* Exercise objective
All lines from the one holding "Target: sign reading spire sports" down to the last line of the entries are to be reproduced exactly, with no other lines.

(Dataset records)
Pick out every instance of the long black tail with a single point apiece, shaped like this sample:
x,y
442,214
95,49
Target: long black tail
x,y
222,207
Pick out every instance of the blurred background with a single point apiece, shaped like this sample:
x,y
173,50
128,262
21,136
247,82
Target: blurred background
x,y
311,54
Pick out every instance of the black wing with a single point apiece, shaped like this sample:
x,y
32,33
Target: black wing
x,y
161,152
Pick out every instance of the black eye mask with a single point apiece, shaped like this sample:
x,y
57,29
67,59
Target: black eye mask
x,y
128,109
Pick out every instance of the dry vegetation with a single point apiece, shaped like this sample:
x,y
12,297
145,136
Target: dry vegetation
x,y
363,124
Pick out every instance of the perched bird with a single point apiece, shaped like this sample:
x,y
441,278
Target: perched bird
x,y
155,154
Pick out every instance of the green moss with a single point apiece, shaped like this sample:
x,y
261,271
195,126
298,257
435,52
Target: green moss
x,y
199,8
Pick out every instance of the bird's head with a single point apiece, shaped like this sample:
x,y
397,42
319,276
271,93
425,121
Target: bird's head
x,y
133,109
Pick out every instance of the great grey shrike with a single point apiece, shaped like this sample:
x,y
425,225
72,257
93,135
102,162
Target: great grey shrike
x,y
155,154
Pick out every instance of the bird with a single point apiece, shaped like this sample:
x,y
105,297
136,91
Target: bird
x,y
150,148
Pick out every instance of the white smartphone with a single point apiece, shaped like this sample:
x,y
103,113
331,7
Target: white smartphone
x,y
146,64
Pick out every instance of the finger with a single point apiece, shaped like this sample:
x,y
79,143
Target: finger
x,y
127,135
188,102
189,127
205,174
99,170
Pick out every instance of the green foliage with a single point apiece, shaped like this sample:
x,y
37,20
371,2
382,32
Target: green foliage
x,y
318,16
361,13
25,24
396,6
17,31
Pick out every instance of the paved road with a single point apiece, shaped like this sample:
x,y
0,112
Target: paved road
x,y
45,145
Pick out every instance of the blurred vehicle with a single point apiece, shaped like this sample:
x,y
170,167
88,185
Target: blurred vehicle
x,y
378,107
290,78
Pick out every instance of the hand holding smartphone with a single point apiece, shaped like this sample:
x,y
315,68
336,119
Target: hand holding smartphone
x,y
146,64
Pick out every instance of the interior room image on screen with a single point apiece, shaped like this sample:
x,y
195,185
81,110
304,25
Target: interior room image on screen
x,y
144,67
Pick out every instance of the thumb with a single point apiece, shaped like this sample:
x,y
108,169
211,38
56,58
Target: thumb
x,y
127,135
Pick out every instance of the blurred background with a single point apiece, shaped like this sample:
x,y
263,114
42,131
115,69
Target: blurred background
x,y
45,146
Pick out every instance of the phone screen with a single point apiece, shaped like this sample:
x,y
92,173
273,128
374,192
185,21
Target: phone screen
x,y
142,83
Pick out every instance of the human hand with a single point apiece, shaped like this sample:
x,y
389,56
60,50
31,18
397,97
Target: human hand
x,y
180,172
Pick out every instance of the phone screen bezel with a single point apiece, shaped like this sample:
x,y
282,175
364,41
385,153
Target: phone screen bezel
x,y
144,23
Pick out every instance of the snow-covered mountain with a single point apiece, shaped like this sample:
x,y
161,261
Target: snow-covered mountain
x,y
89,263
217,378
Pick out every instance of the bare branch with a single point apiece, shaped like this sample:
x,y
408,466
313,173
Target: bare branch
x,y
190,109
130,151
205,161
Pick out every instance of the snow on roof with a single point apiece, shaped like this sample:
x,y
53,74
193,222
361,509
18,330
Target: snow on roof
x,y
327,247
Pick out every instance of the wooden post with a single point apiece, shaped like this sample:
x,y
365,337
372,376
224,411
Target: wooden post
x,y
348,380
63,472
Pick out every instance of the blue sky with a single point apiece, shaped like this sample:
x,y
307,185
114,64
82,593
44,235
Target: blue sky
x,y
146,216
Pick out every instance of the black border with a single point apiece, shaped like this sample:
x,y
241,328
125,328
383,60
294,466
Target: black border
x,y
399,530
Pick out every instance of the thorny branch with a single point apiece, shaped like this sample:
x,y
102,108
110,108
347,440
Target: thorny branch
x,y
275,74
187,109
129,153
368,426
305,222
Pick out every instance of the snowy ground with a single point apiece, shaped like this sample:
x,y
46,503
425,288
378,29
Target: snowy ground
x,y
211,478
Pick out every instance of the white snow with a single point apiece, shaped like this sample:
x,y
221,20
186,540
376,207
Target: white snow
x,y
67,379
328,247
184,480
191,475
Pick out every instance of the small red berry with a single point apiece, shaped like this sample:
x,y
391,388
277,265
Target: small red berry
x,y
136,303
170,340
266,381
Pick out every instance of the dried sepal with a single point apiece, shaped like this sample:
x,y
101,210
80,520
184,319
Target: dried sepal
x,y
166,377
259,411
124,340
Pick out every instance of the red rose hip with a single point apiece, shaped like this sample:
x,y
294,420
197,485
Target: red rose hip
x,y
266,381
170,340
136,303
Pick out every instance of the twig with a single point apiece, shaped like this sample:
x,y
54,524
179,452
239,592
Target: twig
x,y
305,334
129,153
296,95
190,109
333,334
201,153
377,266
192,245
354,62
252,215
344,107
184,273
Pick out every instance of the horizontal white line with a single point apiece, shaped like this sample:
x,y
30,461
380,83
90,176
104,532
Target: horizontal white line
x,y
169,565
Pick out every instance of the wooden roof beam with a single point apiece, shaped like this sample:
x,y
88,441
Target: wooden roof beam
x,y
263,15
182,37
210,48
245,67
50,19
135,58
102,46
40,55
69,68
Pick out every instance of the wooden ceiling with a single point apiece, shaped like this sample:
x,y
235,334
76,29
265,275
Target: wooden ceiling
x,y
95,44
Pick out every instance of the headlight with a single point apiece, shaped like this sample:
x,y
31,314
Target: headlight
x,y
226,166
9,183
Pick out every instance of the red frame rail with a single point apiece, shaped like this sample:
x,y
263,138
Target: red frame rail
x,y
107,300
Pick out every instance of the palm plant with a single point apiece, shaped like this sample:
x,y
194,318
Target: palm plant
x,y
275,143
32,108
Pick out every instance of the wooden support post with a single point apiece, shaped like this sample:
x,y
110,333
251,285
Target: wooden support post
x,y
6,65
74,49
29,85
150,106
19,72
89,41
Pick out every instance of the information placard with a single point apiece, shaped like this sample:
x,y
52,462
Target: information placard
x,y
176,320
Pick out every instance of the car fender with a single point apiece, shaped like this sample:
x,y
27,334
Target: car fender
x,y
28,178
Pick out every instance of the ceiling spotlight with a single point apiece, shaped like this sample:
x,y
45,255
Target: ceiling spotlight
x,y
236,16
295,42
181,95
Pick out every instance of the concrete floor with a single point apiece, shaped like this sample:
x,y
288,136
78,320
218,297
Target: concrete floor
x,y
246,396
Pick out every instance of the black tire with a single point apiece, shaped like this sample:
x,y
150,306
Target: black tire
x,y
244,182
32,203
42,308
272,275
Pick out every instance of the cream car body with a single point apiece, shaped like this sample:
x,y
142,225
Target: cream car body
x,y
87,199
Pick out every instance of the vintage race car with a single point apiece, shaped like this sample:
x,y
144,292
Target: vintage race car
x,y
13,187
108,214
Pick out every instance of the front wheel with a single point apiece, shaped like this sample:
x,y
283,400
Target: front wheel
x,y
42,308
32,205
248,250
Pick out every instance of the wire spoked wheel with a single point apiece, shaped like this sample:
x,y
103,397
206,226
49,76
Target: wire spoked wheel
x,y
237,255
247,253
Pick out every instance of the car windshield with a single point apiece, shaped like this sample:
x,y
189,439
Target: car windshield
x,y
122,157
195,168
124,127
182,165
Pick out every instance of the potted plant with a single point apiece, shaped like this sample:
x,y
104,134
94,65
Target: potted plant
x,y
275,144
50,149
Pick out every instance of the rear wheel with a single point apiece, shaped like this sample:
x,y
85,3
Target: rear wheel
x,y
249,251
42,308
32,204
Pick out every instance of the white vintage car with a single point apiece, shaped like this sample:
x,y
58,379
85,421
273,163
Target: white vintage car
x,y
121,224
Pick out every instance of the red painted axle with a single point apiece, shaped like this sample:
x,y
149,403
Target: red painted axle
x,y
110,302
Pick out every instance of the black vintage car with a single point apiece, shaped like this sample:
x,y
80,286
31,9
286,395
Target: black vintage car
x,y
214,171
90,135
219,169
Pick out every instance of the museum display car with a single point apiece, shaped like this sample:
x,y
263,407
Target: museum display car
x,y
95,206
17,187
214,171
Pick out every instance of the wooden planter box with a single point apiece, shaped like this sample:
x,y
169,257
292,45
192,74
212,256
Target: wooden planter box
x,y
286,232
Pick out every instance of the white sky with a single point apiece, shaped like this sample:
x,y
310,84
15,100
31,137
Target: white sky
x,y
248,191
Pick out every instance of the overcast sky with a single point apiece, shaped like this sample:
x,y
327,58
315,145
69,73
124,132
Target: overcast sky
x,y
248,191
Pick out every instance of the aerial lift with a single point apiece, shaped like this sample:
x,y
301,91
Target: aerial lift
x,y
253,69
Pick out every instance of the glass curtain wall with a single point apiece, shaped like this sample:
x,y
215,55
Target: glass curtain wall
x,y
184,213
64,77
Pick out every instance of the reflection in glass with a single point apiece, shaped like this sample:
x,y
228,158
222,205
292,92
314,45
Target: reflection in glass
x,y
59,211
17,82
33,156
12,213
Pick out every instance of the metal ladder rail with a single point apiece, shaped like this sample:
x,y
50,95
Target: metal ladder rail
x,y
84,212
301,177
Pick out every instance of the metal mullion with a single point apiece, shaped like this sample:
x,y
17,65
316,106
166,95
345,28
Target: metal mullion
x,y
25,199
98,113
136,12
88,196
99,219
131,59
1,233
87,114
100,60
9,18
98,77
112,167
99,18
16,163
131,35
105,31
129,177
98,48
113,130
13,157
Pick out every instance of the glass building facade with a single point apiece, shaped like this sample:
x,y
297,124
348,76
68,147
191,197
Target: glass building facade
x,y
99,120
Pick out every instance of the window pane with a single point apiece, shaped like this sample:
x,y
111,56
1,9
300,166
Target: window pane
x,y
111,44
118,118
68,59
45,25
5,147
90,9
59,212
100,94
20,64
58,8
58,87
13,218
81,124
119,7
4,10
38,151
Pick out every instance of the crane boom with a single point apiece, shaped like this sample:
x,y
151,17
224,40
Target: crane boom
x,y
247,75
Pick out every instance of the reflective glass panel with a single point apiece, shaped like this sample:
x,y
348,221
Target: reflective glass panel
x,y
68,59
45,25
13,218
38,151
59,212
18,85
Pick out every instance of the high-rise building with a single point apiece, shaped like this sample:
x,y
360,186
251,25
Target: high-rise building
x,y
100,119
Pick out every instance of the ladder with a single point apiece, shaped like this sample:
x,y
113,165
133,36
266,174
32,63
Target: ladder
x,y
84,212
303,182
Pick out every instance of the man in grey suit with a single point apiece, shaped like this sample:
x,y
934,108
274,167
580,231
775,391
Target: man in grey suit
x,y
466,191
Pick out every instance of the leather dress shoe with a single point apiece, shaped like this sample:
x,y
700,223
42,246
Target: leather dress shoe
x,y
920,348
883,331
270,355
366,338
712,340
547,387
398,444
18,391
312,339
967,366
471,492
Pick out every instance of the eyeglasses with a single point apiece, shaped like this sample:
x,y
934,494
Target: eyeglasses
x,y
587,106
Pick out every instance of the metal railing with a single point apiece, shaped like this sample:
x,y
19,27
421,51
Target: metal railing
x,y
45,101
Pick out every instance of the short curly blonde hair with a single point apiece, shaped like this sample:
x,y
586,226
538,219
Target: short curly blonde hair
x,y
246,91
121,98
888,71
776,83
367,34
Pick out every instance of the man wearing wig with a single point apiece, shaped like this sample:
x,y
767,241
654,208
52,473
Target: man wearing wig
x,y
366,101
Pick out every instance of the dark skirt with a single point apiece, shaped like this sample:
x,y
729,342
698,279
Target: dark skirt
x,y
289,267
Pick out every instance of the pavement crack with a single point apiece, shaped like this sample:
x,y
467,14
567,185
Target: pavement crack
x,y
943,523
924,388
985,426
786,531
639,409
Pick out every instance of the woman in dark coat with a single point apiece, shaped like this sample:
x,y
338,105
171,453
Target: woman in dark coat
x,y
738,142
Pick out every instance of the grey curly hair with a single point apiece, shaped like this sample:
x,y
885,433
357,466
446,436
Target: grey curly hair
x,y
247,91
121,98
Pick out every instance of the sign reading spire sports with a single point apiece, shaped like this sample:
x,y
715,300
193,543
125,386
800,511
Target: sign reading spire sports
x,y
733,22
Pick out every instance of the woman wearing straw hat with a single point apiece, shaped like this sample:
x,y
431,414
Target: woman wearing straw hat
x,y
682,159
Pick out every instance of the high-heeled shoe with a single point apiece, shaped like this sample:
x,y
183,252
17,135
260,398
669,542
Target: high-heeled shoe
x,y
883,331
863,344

* Answer area
Target: sign reading spire sports
x,y
733,22
Pick out every instance of the woman wearing straw hat with a single point apiece, shaped like this sample:
x,y
431,414
Target: woman wearing straw hat
x,y
682,159
Pick out every instance of the high-heeled shoe with a single point apiece, shaped like this sample:
x,y
183,252
17,135
260,398
669,542
Target: high-heeled shoe
x,y
883,331
863,344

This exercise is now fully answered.